_What is needed_
In full and without alteration, give the listing again.

### Input

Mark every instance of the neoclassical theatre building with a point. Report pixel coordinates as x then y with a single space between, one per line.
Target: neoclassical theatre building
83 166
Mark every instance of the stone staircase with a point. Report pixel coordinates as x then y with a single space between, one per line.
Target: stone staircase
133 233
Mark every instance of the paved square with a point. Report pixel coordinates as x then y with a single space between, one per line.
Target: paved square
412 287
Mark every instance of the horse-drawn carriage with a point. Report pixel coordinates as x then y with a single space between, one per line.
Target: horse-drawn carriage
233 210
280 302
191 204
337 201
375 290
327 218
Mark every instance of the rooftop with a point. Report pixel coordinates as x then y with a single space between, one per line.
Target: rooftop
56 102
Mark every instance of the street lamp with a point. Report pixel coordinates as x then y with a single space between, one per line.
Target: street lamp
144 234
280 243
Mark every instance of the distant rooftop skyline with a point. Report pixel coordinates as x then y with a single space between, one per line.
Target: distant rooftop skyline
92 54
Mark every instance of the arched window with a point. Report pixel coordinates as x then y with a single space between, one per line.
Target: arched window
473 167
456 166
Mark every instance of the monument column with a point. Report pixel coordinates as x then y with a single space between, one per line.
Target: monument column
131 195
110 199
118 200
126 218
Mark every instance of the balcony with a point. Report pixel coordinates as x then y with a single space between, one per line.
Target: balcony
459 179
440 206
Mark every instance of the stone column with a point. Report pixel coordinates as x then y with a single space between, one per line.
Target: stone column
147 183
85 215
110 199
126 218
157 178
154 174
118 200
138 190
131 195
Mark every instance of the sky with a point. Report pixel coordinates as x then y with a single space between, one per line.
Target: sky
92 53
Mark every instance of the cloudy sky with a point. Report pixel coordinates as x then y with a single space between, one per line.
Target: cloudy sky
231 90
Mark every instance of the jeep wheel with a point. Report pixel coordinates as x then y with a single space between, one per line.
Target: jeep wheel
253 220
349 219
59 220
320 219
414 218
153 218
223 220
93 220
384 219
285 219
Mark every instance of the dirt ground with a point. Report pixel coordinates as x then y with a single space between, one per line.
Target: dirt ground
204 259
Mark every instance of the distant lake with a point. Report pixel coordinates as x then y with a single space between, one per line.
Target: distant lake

######

_Response to this exercise_
Mark every instance of the neoclassical theatre building with a point. Report pixel coordinates as x then y with a single space between, one per line.
Target: neoclassical theatre building
83 166
Mark every instance of the stone staircase with a point. Report pixel coordinates as x then y with a single space between, one per line.
Target: stone staircase
133 233
Mark every instance of the paved square with a point. Report pixel coordinates as x then y with a single space between, one per line.
Target: paved square
412 287
Mark every instance of the horse-drawn carriage with a point. Report pixel coordinates as x then y with a single space between, one per line.
Target: horse-drawn carriage
233 210
280 302
191 204
337 201
375 290
327 218
Mark every instance of the rooftop with a point. Report pixel coordinates as x then y with a single space between, one per line.
Target: rooftop
56 102
Mark every instance of the street lamp with a point. Report pixel coordinates as x then y with a single space between, one per line.
Target: street lamp
144 234
280 243
Mark every instance of the distant rooftop skyline with a point. Report pixel coordinates as x then y with a single space between, one per line.
Target: distant rooftop skyline
92 54
Mark every instance of the arched window with a point. Report pixel coordinates as x then y with a single space between, one per line.
Target: arched window
473 167
456 166
Mark every instance of the monument column with a point. Report pixel coordinates as x then y with a single space between, one per line.
Target: monument column
131 195
110 199
118 200
126 218
Mark every instance of the balcony with a point. Report pixel coordinates as x then y with a single space between, one per line.
Target: balcony
459 179
440 206
Mark every instance of the stone column with a point. Report pixel coordinates as x then y with a single space between, one per line.
Target: stone column
147 183
85 215
110 199
126 218
157 178
154 174
118 200
138 190
131 195
Mark every instance of the sky with a point. Report pixel coordinates as x then y with a single space between, one per line.
Target: sky
92 53
Mark every instance of the cloudy sky with a point. Report pixel coordinates as x then y with a single space between, one per line.
Target: cloudy sky
231 90
Mark every instance of the jeep wheel with a point. Report pixel coordinates as x then y with a single space between, one per line.
Target: jeep wheel
253 220
349 219
59 220
320 219
414 218
153 218
223 220
93 220
384 219
285 219
Mark every instance of the dirt ground with a point. Report pixel coordinates as x then y with a single space between, one per line.
Target: dirt ground
204 259
Mark every instance of the distant lake with a point. Report pixel coordinates as x then y with a single space between, one per line.
Target: distant lake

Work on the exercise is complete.